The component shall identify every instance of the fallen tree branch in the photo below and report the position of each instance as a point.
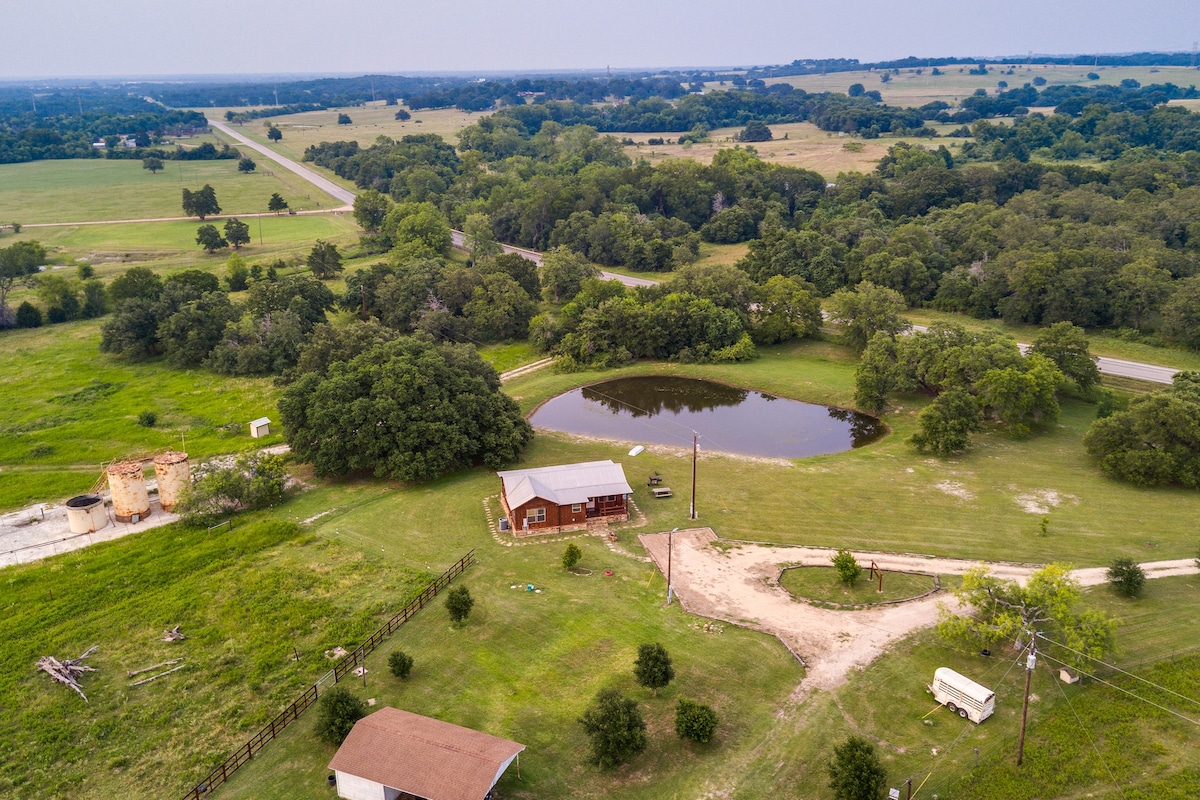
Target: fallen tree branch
(165, 663)
(159, 675)
(67, 672)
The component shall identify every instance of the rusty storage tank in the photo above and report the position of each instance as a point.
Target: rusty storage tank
(85, 513)
(173, 474)
(129, 487)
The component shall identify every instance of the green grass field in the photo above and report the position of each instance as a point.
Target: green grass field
(69, 408)
(985, 504)
(87, 190)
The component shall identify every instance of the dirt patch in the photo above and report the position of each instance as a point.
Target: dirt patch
(1043, 500)
(721, 581)
(955, 489)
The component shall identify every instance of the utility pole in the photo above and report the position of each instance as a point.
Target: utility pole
(1031, 661)
(695, 447)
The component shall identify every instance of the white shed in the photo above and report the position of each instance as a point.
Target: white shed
(395, 755)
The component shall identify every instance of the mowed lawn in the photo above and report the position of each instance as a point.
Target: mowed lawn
(985, 504)
(69, 408)
(87, 190)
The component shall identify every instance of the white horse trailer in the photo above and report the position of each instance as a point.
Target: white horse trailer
(961, 695)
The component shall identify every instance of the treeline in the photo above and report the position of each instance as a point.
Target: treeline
(1097, 132)
(820, 66)
(700, 314)
(25, 136)
(491, 94)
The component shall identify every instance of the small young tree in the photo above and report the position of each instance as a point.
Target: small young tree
(459, 603)
(1126, 576)
(237, 232)
(615, 727)
(210, 239)
(695, 721)
(653, 667)
(856, 771)
(847, 567)
(401, 663)
(337, 710)
(237, 274)
(324, 260)
(571, 557)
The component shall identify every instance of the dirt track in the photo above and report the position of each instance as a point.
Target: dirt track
(737, 582)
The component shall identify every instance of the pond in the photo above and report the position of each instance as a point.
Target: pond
(666, 410)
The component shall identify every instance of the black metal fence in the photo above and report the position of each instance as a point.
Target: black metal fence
(347, 663)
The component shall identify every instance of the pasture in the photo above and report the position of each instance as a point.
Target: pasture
(69, 408)
(985, 504)
(805, 145)
(90, 190)
(369, 122)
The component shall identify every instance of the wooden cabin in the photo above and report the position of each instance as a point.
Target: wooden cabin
(550, 499)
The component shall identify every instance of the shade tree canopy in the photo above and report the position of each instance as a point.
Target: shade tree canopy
(409, 409)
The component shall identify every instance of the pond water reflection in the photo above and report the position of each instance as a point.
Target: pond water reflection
(666, 410)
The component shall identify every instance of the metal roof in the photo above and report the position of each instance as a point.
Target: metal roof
(564, 483)
(423, 756)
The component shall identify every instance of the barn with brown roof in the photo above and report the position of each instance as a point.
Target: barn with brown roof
(394, 755)
(550, 499)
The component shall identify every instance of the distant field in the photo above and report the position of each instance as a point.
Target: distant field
(87, 190)
(168, 246)
(807, 145)
(912, 89)
(370, 122)
(69, 407)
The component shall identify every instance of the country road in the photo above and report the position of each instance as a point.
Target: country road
(325, 185)
(1116, 367)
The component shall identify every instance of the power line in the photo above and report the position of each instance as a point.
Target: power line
(1149, 683)
(1138, 697)
(1086, 733)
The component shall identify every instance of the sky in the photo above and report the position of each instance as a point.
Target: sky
(138, 37)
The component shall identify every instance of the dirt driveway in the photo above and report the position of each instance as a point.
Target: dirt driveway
(737, 582)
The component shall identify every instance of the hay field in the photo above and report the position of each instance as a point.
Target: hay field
(912, 89)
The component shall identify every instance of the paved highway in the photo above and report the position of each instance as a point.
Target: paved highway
(1117, 367)
(329, 187)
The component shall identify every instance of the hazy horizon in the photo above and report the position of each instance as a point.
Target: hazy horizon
(131, 38)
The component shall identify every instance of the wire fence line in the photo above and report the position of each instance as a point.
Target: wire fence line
(351, 661)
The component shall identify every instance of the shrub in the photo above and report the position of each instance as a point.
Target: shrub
(571, 555)
(337, 710)
(1126, 576)
(653, 667)
(401, 663)
(847, 567)
(856, 771)
(459, 603)
(695, 721)
(616, 728)
(28, 316)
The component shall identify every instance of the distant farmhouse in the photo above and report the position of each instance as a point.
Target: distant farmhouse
(551, 499)
(394, 755)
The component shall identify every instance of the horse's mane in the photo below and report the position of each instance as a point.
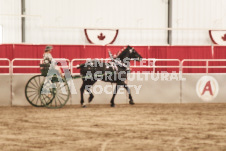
# # # # #
### Your instructions
Would you please output each record exactly, leaving the images out?

### Result of this exercise
The component shall identify every instance of the fallen tree branch in the photo below and report the position of each instance as a point.
Target: fallen tree branch
(165, 663)
(159, 675)
(67, 672)
The component shall identify every instance of the rusty storage tank in the photo above and report the position of each instance as a point.
Target: rusty storage tank
(85, 513)
(173, 474)
(129, 487)
The component shall identify every instance of the green grass field in the photo above and report the position of each instance as a point.
Target: green grass field
(69, 408)
(985, 504)
(87, 190)
The component shall identify every instance of the dirt patch in the photo above and report the position of each instance as a point.
Target: dirt patch
(1043, 500)
(721, 581)
(955, 489)
The component shall identify every instance of the utility pole in the photo above and report the position of each instance as a point.
Target: utility pole
(1031, 661)
(695, 447)
The component shall identify every instance of the white shed in the photo above and report the position of each instance as a point.
Target: white shed
(395, 755)
The component shall identify every instance of the mowed lawn in the photo above and report the position of each instance as a point.
Target: mowed lawn
(985, 504)
(69, 408)
(87, 190)
The component shall identify every instance of the white horse trailer in the photo above and report the position of each instance as a point.
Target: white horse trailer
(961, 695)
The component shall identify every instance of the treeline in the photo above and report the position of each instance as a point.
Target: treeline
(1097, 132)
(820, 66)
(700, 314)
(25, 136)
(491, 94)
The component shall identify every instance of the small young tree in the photo above and report the position of each instance as a point.
Target: small young tree
(459, 603)
(1126, 576)
(237, 232)
(615, 727)
(210, 239)
(695, 721)
(653, 667)
(856, 771)
(847, 567)
(401, 663)
(337, 710)
(237, 274)
(324, 260)
(571, 557)
The component shall identify every instance of the dirt track in the photo above and report the position of each instance as a point.
Target: dirt track
(737, 582)
The component shall identify every instance of the pond in the photo above and report the position of each instance as a point.
Target: pond
(666, 410)
The component shall identify every instance of the black metal fence in the photo above and report the position of each instance as a point.
Target: black metal fence
(347, 663)
The component shall identify every instance of the pasture in the photo above and report the position of each instance as a point.
Target: pasture
(69, 408)
(985, 504)
(805, 145)
(90, 190)
(369, 122)
The component shall identify every instance of the wooden cabin in the photo above and report the position of each instance as a point.
Target: wooden cabin
(550, 499)
The component shall identify every instance of the shade tree canopy in the photo above and report the position of each instance as a point.
Target: shade tree canopy
(409, 409)
The component shall identify every instance of the pond water reflection in the photo above and report the position of each instance as a point.
Target: pond water reflection
(666, 410)
The component shall identify every instance of the metal roof in the photo above and report the position of each instance as a point.
Target: metal roof
(564, 483)
(423, 756)
The component shall identify every instance of the barn with brown roof in the photo above and report the position of each instance as a point.
Target: barn with brown roof
(394, 755)
(550, 499)
The component shall identify every instance of the distant field in the photo above and report the position of each instance as a point.
Target: distant field
(87, 190)
(168, 246)
(807, 145)
(912, 89)
(370, 122)
(69, 407)
The component shall identify every instance of the country road in the photo above and report the position of each instance as a point.
Target: country road
(325, 185)
(1116, 367)
The component shall identify every instance of the power line in the photo above and report the position of each instance as a point.
Target: power line
(1149, 683)
(1138, 697)
(1086, 733)
The component shall identify every instance of the sky in the photo above and report the position of each instance as a point.
Target: sky
(138, 37)
The component shall identify every instance of the dirt driveway in the photo above and report the position of each instance as a point.
Target: dirt driveway
(737, 582)
The component shall identify every instance of the hay field in the photo above and report the position of each instance as a point.
Target: hay field
(912, 89)
The component shall identify every instance of the paved highway in the photo above and report the position of each instance as a point.
Target: paved highway
(1117, 367)
(329, 187)
The component shall identify every instance of the hazy horizon in the photo above and report the position of each instance as a point.
Target: hazy horizon
(131, 38)
The component shall identify every instance of the wire fence line in the photo above and report the position of each instance as a point.
Target: wire fence line
(351, 661)
The component shall identify every instance of the shrub in the photo above and report the position of each instance as a point.
Target: shrub
(571, 555)
(337, 710)
(1126, 576)
(653, 667)
(401, 663)
(847, 567)
(856, 771)
(459, 603)
(695, 721)
(616, 728)
(28, 316)
The component shall identify every instance of the distant farmhouse in the photo above and report the position of each instance as a point.
Target: distant farmhouse
(551, 499)
(394, 755)
The component shall identify every instance of the horse's mane in the photo below and report the position of each instance as a point.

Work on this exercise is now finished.